= Your instructions =
In the listing below, locate the lines bearing the word "wheel". Copy every one of them.

---

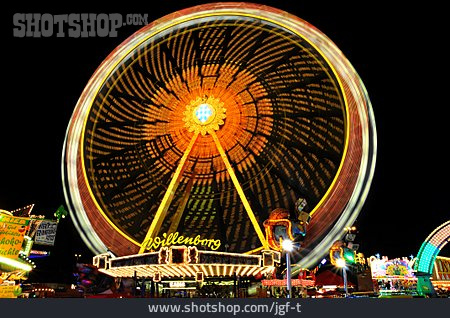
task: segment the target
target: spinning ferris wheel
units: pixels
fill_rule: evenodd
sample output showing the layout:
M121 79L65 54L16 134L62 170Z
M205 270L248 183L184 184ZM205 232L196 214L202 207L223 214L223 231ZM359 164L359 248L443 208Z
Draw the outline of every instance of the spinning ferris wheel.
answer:
M268 248L264 220L304 200L308 267L354 222L375 155L364 85L324 34L278 9L216 3L156 20L105 59L62 167L94 253L142 253L174 232Z

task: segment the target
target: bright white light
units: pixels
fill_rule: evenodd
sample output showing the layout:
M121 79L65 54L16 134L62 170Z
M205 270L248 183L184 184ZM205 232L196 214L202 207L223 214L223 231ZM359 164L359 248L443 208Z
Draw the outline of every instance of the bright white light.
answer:
M286 252L292 252L292 250L294 249L294 244L292 243L291 240L283 240L281 246L283 247L283 250L285 250Z
M342 258L337 259L336 266L337 267L345 267L345 260L343 260Z
M33 269L28 264L16 261L16 260L11 259L11 258L6 258L6 257L3 257L3 256L0 256L0 263L6 264L6 265L9 265L9 266L14 266L16 268L19 268L19 269L27 271L27 272L29 272L29 271L31 271Z
M208 104L201 104L197 107L195 110L195 116L197 116L197 119L202 123L206 123L213 114L213 111L211 109L211 106Z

---

= Answer to this task =
target: spinning ferris wheel
Draw the outline of every instance of the spinning ferris wheel.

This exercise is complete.